■ BACAAN YANG DIBERIKAN ■
* * * * * * * * *
Rabu, 28 April 2010

Biasakan Memberi

Alkisah seekor babi sedang bersungut-sungut dan kompalin tentang hidupnya kepada seekor sapi. Dia jengkel karena hidupnya tidak pernah dihargai oleh manusia. Bahkan namanya sendiri sering menjadi nama buat mencaci-maki."Bayangkan, aku dipotong lantas hampir semua tubuhku dimakan, aku dijadikan sosis, kakiku saja ada yang mau memakannya, kata si babi dengan marahnya..namun kenapa aku tidk pernah dihargai,.?lanjutnya, bahkan dianggap najis. Bandingkan aku dengan dirimu yang lebih dihargai di beberapa tempat kamu dianggap suci.
Si sapi dengan penuh perhatian menjawab omongan si babi itu"Babi temanku mungkin perbedaannya adalah kamu memberikannya setelah kamu mati, tetapi aku memberikan semuanya kepada manusia ketika aku masih hidup,..!
* * * * * * * * *
■ DATA YANG DIBERIKAN ■
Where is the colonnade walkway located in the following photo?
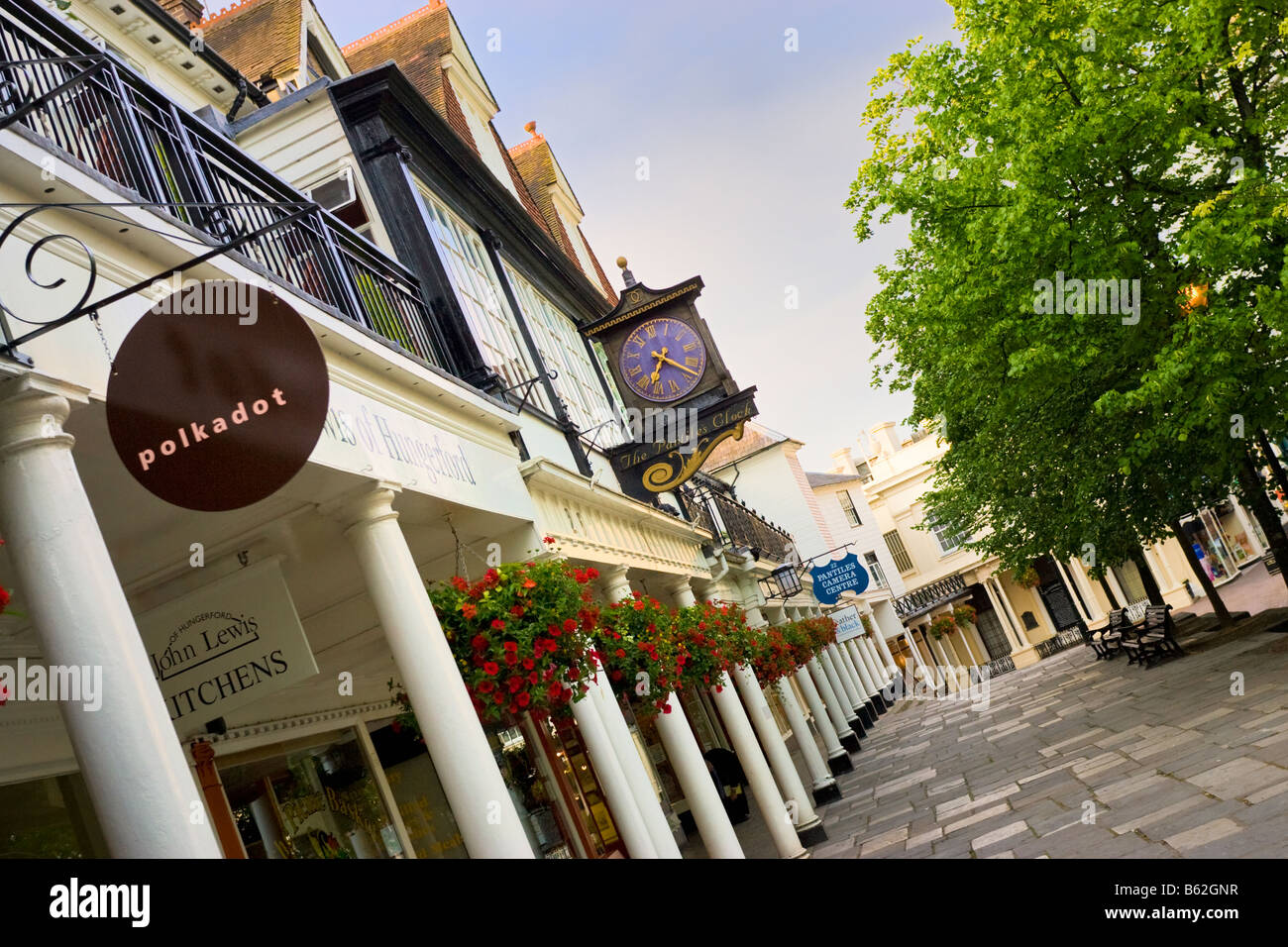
[804,618,1288,858]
* * * * * * * * *
■ SOAL DAN TUGAS ■
• 1. Jawablah pertanyaan berikut berdasarkan bacaan tentang babi dan sapi.
(a) Kepada siapa babi menyampaikan keluhan tentang hidupnya?
(b) Menurut babi, tubuhnya dijadikan apa oleh manusia?
(c) Menurut sapi, kapan ia memberikan semuanya kepada manusia?
• 2. Menurut sapi dalam bacaan tentang babi dan sapi, apa yang mungkin menjadi perbedaan antara dirinya dan babi? Jelaskan dalam satu sampai tiga kalimat.

■ JAWABAN TIAP SOAL ■
• 1.
(a) Kepada seekor sapi.
(b) Tubuhnya dijadikan sosis.
(c) Ketika ia masih hidup.

• 2. Menurut sapi, perbedaannya mungkin terletak pada waktu memberi. Babi memberikan semuanya kepada manusia setelah mati, sedangkan sapi memberikan semuanya ketika masih hidup.